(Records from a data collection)
____
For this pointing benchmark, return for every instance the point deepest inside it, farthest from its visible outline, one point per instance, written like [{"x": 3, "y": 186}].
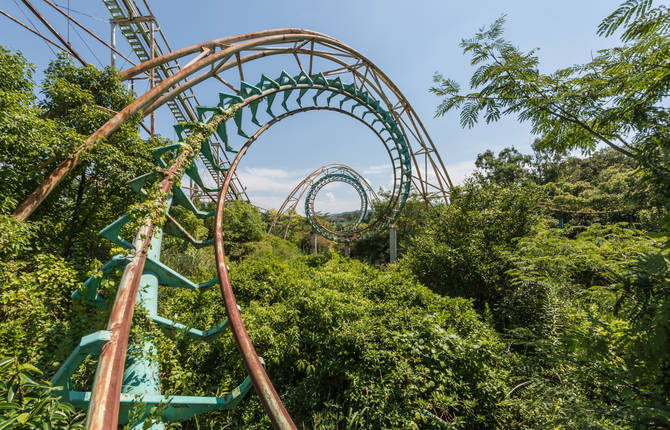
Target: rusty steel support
[
  {"x": 86, "y": 29},
  {"x": 37, "y": 33},
  {"x": 55, "y": 33},
  {"x": 103, "y": 412},
  {"x": 260, "y": 45},
  {"x": 268, "y": 395}
]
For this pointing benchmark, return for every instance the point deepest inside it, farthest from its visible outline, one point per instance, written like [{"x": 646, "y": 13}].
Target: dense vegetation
[{"x": 539, "y": 298}]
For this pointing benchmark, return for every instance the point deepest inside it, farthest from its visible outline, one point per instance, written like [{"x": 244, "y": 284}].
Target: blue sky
[{"x": 408, "y": 40}]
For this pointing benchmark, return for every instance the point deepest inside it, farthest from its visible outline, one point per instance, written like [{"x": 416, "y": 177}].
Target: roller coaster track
[
  {"x": 360, "y": 184},
  {"x": 366, "y": 94}
]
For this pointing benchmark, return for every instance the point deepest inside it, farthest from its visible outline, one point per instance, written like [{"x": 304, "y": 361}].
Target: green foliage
[
  {"x": 28, "y": 404},
  {"x": 346, "y": 345},
  {"x": 241, "y": 223},
  {"x": 616, "y": 99},
  {"x": 459, "y": 251}
]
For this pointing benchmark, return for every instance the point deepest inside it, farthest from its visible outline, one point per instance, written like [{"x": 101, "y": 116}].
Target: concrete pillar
____
> _Task to complete_
Leave the pictures out and reproduce each record exactly as written.

> _Result for this task_
For this pointing benchmark, return for every instance the point deepest inside it, farthest from its visible outline, one point per instance, written like [{"x": 3, "y": 186}].
Target: rusty steel support
[
  {"x": 86, "y": 29},
  {"x": 37, "y": 33},
  {"x": 55, "y": 33},
  {"x": 103, "y": 412},
  {"x": 260, "y": 45},
  {"x": 268, "y": 395}
]
For this pointing benchmark, return for every instance the point deepest inside it, farthest from its visible outline, one point per instance, written like [{"x": 646, "y": 13}].
Target: dense vegetation
[{"x": 539, "y": 298}]
For this pointing benchmark, return for every instance the point deepest inside it, farthest from its visible outline, one point per instance, written like [{"x": 244, "y": 284}].
Target: blue sky
[{"x": 408, "y": 40}]
For this pointing benchmark, return for every instance the point deepest inside it, farthest from its visible outline, one point per instance, written like [{"x": 416, "y": 177}].
Target: roller coaster track
[
  {"x": 360, "y": 184},
  {"x": 366, "y": 94}
]
For this pointing benchmark, return for every instance the point deepest inside it, farthest from its visible outline, one point per instance, written like [{"x": 304, "y": 361}].
Target: green foliage
[
  {"x": 28, "y": 404},
  {"x": 346, "y": 345},
  {"x": 241, "y": 223},
  {"x": 616, "y": 99},
  {"x": 459, "y": 251}
]
For this pointing benchmark, return for every instance the point deepest inside it, farthest from its visible outline, one point per instance, written like [{"x": 101, "y": 116}].
Target: concrete pillar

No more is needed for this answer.